##### Source excerpt #####

PARIS, Oct 29, 2018 (BSS/AFP) – Environmentalists and rights groups
reacted with dismay Monday to the victory in Brazil of president-elect Jair
Bolsonaro, a far-right champion of agribusiness who has threatened to pull
his country from the Paris climate accord.

Bolsonaro, who won 55 percent of the vote in a run-off on Sunday, issued a
series of campaign pledges that left many fearing for the future of the
Amazon, known as “the lungs of the planet”.

He promised to merge Brazil’s agriculture and environment ministries into
one, saying “we won’t have any more fights” over ecological concerns on
deforestation.

“It’s all about downsizing government and getting it out of the way so
investors and big agribusiness landowners and companies can come in and have
a freer hand for more trashing of resources and indigenous rights,” Victor
Menotti, a former director of the International Forum on Globalization, told
AFP.

Bolsonaro, a former army captain, also raised the prospect of building
hydro-electric power stations in the Amazon that would greatly restrict water
access and forcibly remove indigenous communities.

“If (Bolsonaro) decides to move forward with his pledges against the
environment, indigenous peoples and the climate, his fellow citizens will be
the biggest victims,” said Carlos Rittl, executive secretary of the Brazilian
Climate Observatory.

“To increase deforestation and greenhouse gas emissions is to leave each
and everyone of us more vulnerable to an increasing risk of climate
extremes.”

May Boeve, executive director at climate NGO 350.org, warned that a
Bolsonaro presidency posed “a real threat to human rights at home and a risk
to the momentum for climate action abroad.”

Deforestation is responsible for about a fifth of greenhouse gas emissions
and intensifies global warming.

But more than two decades of UN-led efforts to curb the practice have
largely failed, with Earth still losing a wooded area the size of Greece
every year.

The Amazon itself is retreating to the tune of 52,000 square kilometres
(20,000 square miles) — equivalent to the area of Costa Rica — each year,
as agriculture giants saw down trees to make way for vast tracts on which to
graze cattle or grow plants for food and cosmetic products.

##### Data #####

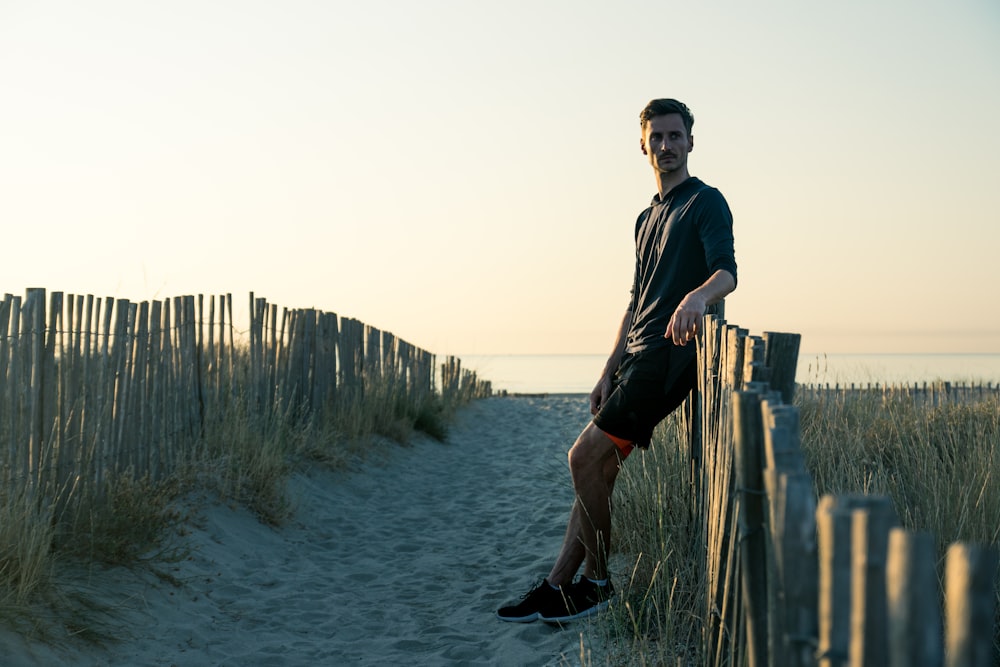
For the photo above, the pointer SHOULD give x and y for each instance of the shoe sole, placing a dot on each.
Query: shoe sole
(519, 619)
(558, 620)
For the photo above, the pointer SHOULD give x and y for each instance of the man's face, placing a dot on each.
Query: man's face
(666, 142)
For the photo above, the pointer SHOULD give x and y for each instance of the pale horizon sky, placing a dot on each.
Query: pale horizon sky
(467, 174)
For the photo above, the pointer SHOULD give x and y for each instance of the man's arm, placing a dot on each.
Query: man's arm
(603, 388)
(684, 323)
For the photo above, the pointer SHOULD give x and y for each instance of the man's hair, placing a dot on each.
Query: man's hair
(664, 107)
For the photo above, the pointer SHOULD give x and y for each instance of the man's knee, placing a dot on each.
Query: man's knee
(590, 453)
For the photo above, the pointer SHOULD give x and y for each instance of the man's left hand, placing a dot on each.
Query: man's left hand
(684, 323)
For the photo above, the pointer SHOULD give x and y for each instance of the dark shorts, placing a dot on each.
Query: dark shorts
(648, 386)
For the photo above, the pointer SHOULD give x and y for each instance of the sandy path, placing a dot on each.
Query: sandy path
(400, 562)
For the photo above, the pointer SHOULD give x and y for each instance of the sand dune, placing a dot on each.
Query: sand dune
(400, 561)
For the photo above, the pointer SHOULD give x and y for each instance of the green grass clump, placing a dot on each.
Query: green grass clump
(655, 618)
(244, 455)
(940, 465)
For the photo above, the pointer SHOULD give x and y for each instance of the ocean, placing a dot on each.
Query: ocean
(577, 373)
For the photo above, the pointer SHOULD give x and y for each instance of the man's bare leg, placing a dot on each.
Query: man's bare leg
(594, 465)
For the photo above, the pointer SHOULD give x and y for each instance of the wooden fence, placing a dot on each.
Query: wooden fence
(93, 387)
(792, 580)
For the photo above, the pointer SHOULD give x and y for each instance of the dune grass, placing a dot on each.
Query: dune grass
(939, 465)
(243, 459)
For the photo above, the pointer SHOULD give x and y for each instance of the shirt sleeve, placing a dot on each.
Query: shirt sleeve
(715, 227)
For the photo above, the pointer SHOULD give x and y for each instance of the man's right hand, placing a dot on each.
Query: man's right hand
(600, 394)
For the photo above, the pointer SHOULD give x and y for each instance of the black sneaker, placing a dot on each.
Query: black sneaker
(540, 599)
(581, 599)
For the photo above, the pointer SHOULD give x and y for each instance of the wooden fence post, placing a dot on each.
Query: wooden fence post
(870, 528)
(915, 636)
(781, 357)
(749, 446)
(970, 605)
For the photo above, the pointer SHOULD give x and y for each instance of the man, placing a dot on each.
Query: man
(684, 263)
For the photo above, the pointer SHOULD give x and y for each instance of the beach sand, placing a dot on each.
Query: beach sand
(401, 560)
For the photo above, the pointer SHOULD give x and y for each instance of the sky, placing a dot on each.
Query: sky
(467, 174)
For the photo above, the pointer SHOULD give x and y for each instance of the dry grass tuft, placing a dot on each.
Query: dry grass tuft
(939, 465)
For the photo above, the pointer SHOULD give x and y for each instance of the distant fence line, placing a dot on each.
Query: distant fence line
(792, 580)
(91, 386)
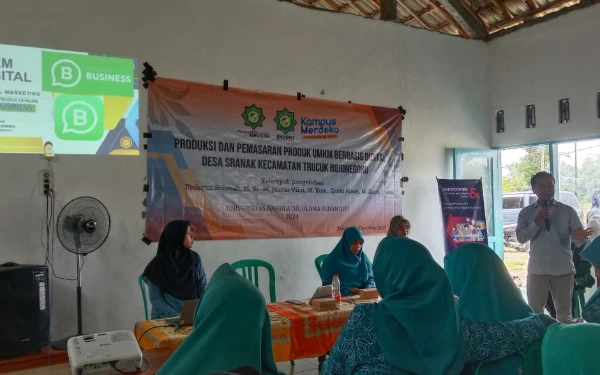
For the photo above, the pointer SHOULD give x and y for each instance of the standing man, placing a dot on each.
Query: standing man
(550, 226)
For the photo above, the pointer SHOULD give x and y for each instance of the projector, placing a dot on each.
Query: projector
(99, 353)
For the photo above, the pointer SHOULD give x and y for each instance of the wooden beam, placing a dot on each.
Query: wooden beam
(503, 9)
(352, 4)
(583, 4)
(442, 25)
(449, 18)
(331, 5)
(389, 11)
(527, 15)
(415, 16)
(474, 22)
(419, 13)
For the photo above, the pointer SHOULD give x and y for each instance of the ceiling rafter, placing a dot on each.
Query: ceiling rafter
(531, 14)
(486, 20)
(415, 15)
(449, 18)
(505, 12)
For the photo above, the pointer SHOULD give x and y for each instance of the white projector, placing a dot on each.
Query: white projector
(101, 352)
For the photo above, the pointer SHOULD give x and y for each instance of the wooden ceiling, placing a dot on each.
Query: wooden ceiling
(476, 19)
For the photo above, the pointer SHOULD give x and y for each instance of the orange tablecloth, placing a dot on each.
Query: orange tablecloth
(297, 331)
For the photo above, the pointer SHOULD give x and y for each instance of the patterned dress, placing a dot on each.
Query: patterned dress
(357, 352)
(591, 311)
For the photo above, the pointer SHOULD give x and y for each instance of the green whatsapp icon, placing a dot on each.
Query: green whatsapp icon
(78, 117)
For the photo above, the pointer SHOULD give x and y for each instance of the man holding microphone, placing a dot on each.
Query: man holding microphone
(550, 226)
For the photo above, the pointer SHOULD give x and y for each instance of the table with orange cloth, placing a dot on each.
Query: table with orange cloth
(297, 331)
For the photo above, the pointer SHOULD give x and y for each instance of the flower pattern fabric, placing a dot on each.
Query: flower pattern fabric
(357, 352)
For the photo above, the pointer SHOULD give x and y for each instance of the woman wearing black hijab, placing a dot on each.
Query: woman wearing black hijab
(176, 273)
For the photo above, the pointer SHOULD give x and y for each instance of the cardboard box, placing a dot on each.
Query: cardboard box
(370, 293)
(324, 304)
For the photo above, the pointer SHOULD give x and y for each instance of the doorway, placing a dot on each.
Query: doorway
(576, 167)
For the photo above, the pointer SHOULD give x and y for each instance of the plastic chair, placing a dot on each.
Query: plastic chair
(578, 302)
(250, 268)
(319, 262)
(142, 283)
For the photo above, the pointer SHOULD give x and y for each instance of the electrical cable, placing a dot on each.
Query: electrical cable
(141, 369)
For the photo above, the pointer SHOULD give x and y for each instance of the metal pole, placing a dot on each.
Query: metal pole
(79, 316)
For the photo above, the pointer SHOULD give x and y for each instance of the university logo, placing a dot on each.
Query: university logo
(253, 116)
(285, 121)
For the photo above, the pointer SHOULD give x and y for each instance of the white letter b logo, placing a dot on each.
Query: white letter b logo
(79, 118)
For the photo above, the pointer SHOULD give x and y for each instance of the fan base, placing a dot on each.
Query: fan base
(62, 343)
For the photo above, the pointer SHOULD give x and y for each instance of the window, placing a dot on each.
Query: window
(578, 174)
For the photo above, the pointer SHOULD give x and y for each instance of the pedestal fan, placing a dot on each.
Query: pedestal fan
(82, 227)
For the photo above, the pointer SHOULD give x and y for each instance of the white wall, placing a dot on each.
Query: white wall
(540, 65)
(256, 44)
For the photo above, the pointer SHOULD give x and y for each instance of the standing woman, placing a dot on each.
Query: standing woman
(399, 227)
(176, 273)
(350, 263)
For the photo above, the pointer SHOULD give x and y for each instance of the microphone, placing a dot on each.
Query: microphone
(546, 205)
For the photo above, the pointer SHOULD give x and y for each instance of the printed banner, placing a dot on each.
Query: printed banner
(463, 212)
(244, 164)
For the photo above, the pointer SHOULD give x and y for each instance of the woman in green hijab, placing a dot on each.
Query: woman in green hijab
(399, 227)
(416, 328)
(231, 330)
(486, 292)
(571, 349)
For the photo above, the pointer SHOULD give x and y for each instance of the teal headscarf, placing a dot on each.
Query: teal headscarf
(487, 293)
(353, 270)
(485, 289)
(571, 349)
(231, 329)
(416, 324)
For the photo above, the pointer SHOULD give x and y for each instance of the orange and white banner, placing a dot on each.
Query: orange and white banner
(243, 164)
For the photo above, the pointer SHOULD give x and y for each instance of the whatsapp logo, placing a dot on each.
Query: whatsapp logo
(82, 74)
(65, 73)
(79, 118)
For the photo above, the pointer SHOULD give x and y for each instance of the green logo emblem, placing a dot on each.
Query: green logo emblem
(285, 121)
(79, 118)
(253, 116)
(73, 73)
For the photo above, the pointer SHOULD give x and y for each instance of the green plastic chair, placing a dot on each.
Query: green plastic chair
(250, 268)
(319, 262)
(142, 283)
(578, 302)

#####

● Exercise tasks:
A) Write out everything in the article on Bolsonaro's election, from "Bolsonaro, who won" down to "deforestation.".
B) Collect every row that contains the string "holding".

● Results of the tasks:
A)
Bolsonaro, who won 55 percent of the vote in a run-off on Sunday, issued a
series of campaign pledges that left many fearing for the future of the
Amazon, known as “the lungs of the planet”.

He promised to merge Brazil’s agriculture and environment ministries into
one, saying “we won’t have any more fights” over ecological concerns on
deforestation.

B)
For the photo above, the pointer SHOULD give x and y for each instance of the man holding microphone, placing a dot on each.
Query: man holding microphone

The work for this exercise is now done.